(Annotated coordinate records)
** Begin **
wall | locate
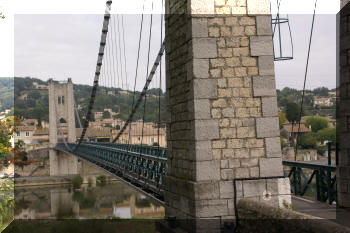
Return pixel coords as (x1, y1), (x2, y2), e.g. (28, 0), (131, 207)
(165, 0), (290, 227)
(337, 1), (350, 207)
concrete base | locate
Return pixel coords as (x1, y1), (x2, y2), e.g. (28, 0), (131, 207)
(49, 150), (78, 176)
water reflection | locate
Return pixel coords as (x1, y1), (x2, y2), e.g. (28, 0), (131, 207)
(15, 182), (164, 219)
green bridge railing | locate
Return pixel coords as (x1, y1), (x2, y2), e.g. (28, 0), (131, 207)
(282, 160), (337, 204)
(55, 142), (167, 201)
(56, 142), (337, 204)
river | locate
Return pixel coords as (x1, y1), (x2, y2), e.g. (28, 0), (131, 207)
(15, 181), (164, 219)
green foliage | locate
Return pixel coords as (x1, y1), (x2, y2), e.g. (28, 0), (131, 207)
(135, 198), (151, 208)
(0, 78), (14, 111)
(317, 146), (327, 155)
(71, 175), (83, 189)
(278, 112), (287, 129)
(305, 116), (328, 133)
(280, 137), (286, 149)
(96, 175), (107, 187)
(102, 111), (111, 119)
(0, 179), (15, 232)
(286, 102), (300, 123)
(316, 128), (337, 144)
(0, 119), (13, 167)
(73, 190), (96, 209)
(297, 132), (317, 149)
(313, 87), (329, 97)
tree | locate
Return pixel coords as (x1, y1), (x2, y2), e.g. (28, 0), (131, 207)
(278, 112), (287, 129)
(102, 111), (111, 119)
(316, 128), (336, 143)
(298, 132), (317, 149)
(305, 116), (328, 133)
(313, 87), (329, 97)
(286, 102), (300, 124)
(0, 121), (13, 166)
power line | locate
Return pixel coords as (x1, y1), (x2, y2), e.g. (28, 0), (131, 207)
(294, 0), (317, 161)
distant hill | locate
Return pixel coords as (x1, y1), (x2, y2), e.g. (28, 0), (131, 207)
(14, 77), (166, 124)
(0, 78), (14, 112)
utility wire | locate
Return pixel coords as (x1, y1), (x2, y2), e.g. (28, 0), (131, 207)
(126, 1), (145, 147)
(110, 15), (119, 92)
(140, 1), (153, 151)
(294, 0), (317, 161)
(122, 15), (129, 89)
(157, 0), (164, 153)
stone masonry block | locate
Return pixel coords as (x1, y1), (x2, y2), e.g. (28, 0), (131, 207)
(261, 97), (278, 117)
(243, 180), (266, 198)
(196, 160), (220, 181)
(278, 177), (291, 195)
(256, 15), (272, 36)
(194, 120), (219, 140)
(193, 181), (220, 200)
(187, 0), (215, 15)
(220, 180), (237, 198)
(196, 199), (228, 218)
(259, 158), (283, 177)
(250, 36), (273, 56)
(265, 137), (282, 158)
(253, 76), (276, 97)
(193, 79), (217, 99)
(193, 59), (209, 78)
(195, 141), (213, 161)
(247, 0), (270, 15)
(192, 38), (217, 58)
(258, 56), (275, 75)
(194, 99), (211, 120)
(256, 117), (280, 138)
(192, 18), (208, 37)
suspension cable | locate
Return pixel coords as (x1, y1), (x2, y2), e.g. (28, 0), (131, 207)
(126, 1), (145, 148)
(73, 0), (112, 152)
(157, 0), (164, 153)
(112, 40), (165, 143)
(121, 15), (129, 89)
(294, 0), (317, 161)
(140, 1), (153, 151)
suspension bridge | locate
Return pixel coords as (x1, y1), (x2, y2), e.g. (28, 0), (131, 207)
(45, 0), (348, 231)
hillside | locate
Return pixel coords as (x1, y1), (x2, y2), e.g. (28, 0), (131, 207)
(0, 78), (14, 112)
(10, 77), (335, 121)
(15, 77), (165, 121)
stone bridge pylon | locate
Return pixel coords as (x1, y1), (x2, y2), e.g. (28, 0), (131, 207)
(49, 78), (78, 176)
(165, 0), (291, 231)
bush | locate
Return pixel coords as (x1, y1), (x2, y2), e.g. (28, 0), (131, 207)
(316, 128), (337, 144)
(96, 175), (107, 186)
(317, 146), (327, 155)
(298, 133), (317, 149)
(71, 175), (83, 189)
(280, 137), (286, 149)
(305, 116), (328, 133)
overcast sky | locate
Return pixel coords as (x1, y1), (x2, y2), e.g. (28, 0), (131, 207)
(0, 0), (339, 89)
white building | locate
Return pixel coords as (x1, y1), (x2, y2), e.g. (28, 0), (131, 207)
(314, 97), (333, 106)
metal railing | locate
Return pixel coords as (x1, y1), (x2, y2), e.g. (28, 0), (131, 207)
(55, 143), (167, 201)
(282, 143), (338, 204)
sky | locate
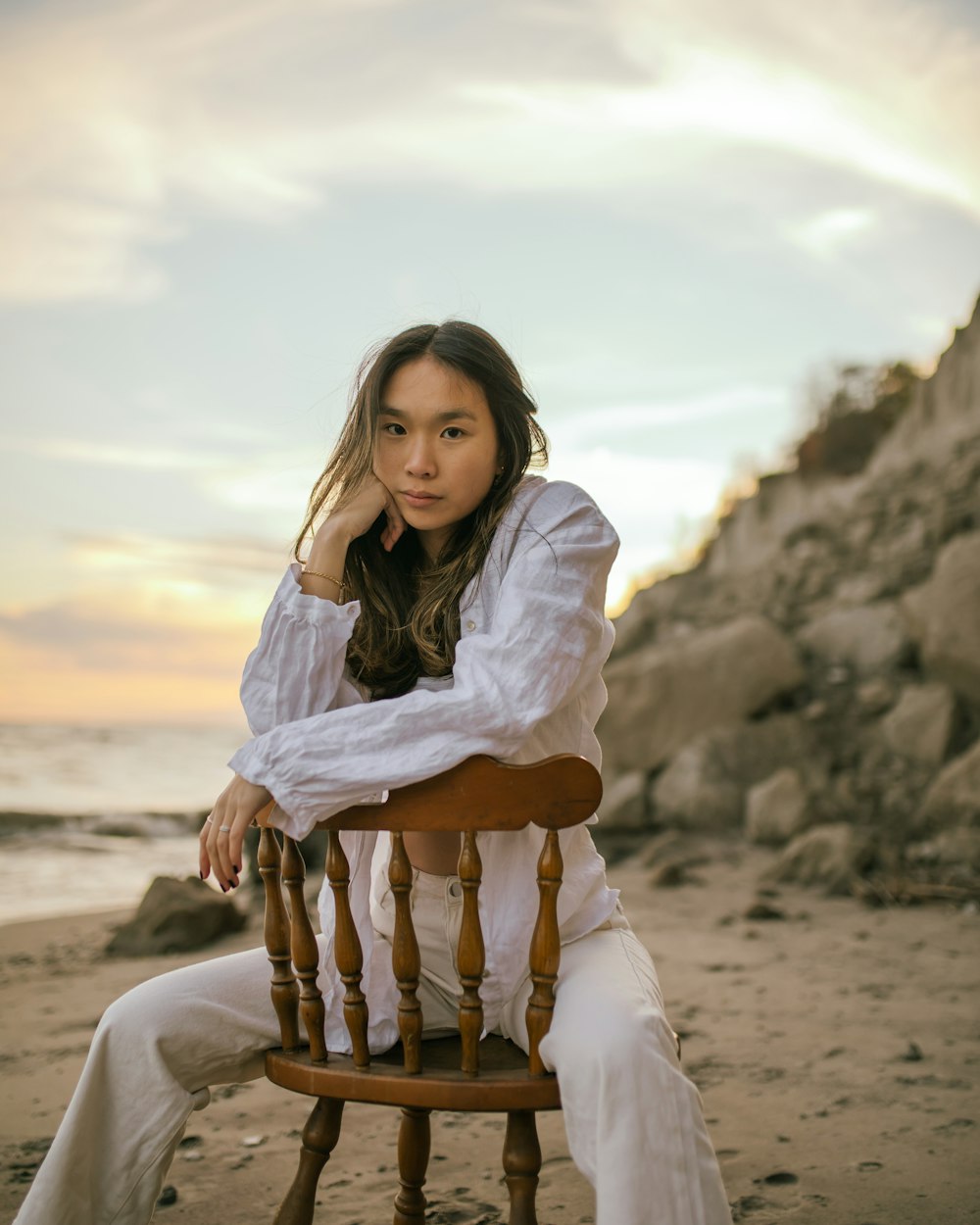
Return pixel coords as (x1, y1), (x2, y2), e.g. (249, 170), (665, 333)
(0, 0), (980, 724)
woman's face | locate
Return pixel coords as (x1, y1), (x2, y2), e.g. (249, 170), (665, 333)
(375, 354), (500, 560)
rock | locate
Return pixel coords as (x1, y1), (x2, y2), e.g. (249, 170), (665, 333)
** End **
Put the entries above into a numbered list, from the line containing "rock | locate" through the last line, leaving out any blank lines.

_Full response_
1. rock | locate
2. Return pixel coords as (x1, y1), (x2, y2), e.g. (249, 170), (665, 333)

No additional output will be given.